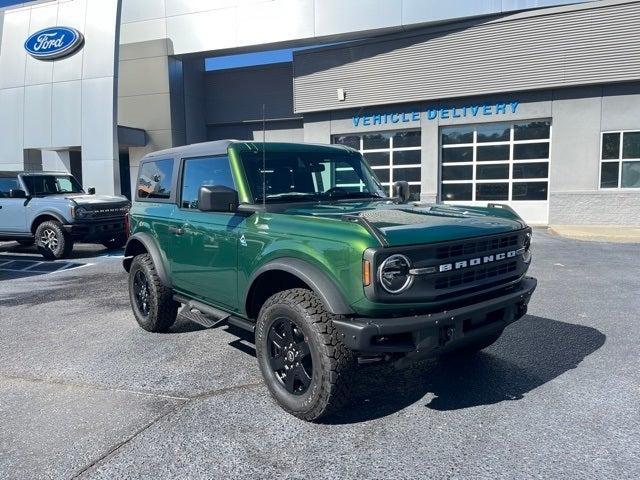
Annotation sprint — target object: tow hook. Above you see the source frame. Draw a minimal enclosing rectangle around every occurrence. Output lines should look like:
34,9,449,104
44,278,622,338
440,325,456,347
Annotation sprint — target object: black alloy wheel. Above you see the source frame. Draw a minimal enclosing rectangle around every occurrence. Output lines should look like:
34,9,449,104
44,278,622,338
268,317,313,395
133,270,151,317
128,253,180,333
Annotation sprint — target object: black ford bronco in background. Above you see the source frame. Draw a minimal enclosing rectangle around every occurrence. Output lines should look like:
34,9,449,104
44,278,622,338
124,141,536,420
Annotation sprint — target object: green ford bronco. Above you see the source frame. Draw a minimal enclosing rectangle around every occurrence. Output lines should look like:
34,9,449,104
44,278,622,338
124,141,536,420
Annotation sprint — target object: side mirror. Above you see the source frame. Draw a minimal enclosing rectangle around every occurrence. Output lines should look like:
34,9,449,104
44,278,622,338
393,181,411,203
198,185,240,213
9,189,27,198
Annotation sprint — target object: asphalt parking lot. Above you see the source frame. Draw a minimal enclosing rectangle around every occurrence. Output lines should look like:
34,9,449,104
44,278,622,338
0,231,640,479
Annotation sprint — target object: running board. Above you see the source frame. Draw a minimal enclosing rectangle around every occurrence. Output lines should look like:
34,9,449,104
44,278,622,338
173,295,256,333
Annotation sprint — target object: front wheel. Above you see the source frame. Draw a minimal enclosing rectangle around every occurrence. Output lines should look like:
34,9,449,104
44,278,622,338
129,254,179,333
36,221,73,260
256,289,356,421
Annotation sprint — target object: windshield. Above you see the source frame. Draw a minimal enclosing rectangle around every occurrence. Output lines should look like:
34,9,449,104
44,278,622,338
23,175,84,196
241,150,386,203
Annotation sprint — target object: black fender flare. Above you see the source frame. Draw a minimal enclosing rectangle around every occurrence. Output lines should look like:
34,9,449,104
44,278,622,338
30,210,69,233
244,257,354,315
122,232,172,288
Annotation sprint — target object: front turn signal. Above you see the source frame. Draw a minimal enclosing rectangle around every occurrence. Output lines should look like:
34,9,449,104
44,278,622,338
362,260,371,287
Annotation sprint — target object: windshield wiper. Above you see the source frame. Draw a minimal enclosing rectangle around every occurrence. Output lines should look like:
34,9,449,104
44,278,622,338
327,192,386,200
255,192,318,203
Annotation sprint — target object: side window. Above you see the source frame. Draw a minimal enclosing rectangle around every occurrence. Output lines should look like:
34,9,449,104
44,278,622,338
0,177,21,198
137,159,173,200
181,157,235,210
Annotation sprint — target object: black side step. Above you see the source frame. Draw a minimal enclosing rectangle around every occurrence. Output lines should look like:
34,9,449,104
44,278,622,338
173,295,256,333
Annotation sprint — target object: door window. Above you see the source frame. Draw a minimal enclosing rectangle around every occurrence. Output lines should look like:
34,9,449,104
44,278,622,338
137,159,173,201
0,177,20,198
180,156,236,210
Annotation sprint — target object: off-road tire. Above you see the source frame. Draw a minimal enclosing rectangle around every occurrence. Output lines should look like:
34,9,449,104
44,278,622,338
35,220,73,260
102,235,127,250
129,253,180,333
255,288,357,421
443,330,504,358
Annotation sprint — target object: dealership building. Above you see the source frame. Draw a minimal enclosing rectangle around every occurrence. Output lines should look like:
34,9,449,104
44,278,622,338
0,0,640,225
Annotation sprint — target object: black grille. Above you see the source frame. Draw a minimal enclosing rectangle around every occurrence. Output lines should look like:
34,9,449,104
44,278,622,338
436,235,518,260
84,204,128,219
434,260,518,290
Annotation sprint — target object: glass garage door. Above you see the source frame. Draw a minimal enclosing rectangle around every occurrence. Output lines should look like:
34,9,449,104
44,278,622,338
333,130,422,200
440,120,551,224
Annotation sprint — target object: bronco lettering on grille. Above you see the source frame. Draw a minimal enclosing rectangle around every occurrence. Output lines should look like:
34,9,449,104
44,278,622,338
437,248,525,273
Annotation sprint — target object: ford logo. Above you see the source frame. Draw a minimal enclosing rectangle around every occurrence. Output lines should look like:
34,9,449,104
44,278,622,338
24,27,84,60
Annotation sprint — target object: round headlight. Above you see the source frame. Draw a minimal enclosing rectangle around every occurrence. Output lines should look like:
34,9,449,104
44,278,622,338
378,255,413,294
76,207,88,218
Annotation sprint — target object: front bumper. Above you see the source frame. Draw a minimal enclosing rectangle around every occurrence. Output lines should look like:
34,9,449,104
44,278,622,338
63,217,126,242
333,277,538,358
····················
Set down exactly what runs from the line with "Annotation sprint — target object: off-road" to the last line of the data above, including both of those lines and no others.

• THE COMPLETED TASK
Annotation sprint — target object: off-road tire. Above you see the source frame. Draw a minimal enclosing rectangle around every occurrence. Output lines should look like:
34,9,449,104
44,278,622,338
35,220,73,260
102,235,127,250
129,253,180,333
255,288,357,421
443,330,504,358
Annotation sprint — target object: dealership building. Above you see the source frame. Draw a minimal enclosing rectangle around every occurrence. Output lines should look like:
34,9,449,104
44,278,622,338
0,0,640,225
Annotation sprint — target object: black grille. Above you see the source frame. Draw a minimal enclosing rectangle around every occurrence. Output lines should look like:
34,9,449,104
44,278,622,338
436,235,518,260
84,204,128,219
434,260,518,290
Annotation sprint — target object: glass garage door. Above you see the source frame. Draw a minimal enclosing rectangle around every occurrence. Output lines should look like:
34,9,449,104
44,278,622,338
333,130,422,200
440,120,551,224
Annotation sprint — target object: bronco lettering on grille. Above you see the source frame. Draw a minimal enclosing rectangle around every occurrence. Output lines should look like:
34,9,449,104
44,278,622,338
437,248,525,273
Annotation sprint — target object: ford logo. Above you see the source frame. Draw a minimal enclosing rectangle around every occurrence. Output lines should look like:
34,9,449,104
44,278,622,338
24,27,84,60
Annotation sprint — target object: round headlight. Above you see the source frame. Draw a minimal enclosing rectangle around every occurrence. Output lines should look like:
34,9,449,104
44,278,622,338
378,255,413,294
76,207,88,218
Annotation sprint — target object: front bumper. Above you see the source frame. Draw a minimal enclosing rectangle around every occurrence. Output lines should look like:
34,9,449,104
44,278,622,338
63,217,126,242
333,277,538,358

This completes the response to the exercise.